Problem statement
In the records, reproduce everything from the line with "Indicate the bridge" to the line with "[(360, 69)]", changing "single dot" to "single point" and keeping every other character as it is. Leave out the pictures.

Listing
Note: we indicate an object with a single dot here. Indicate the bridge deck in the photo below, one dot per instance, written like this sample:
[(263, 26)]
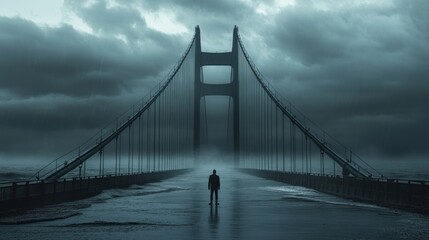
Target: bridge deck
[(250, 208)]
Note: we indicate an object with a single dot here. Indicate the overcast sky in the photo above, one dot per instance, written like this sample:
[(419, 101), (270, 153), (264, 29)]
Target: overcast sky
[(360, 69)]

--

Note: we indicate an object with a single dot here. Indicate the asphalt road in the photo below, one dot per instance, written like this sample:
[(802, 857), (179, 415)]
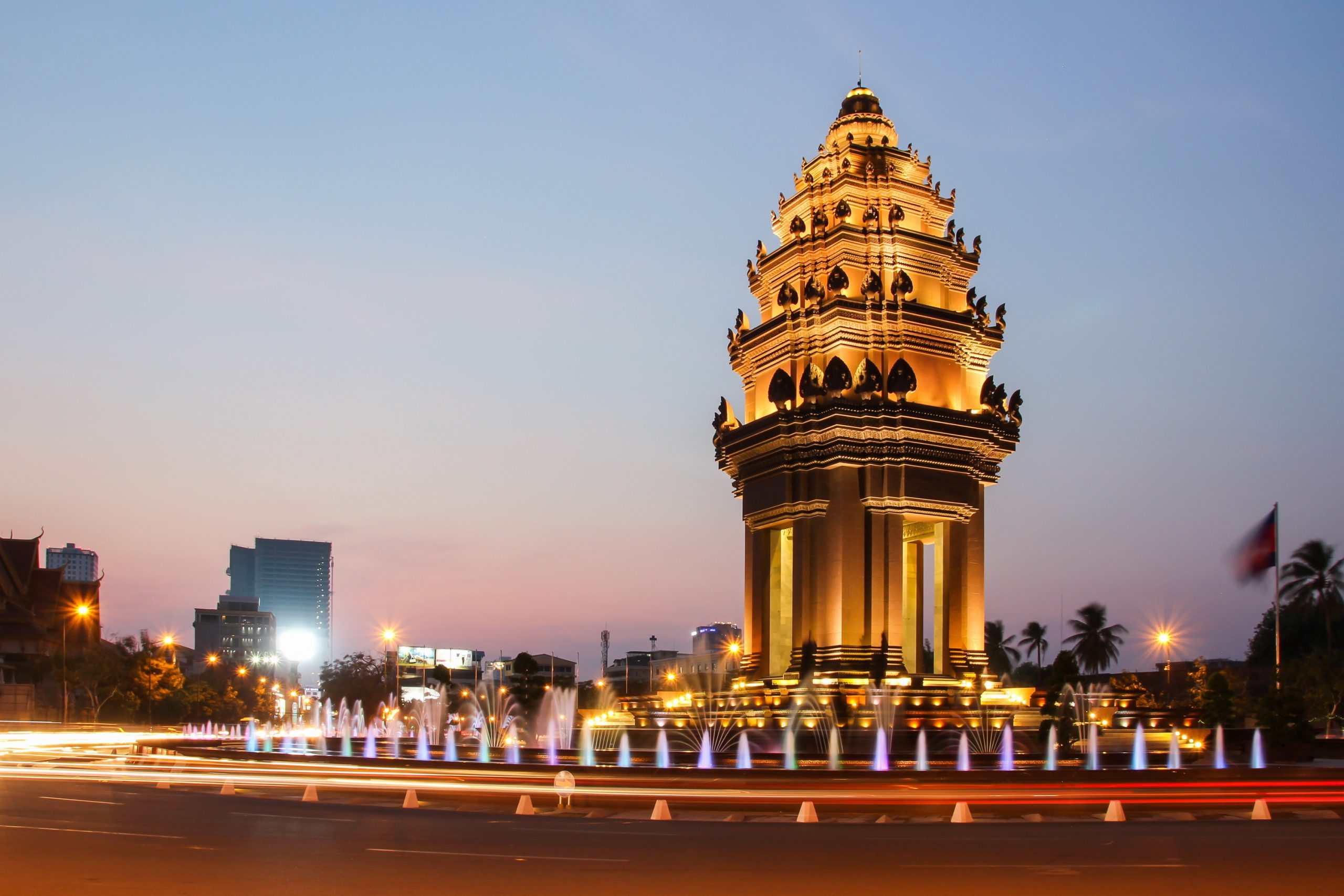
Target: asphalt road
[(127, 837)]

Solution
Note: we indicate an object with a single point here. Indicate the bridge deck in the photo below, one dot per instance, written like this sample:
[(263, 26)]
Target: bridge deck
[(250, 208)]
Note: we indicate an object with a single point here. Indicate the overcast sky in the photo above, one dot per instance, written like this sample:
[(419, 101), (270, 153), (264, 29)]
Target: overcast sky
[(360, 69)]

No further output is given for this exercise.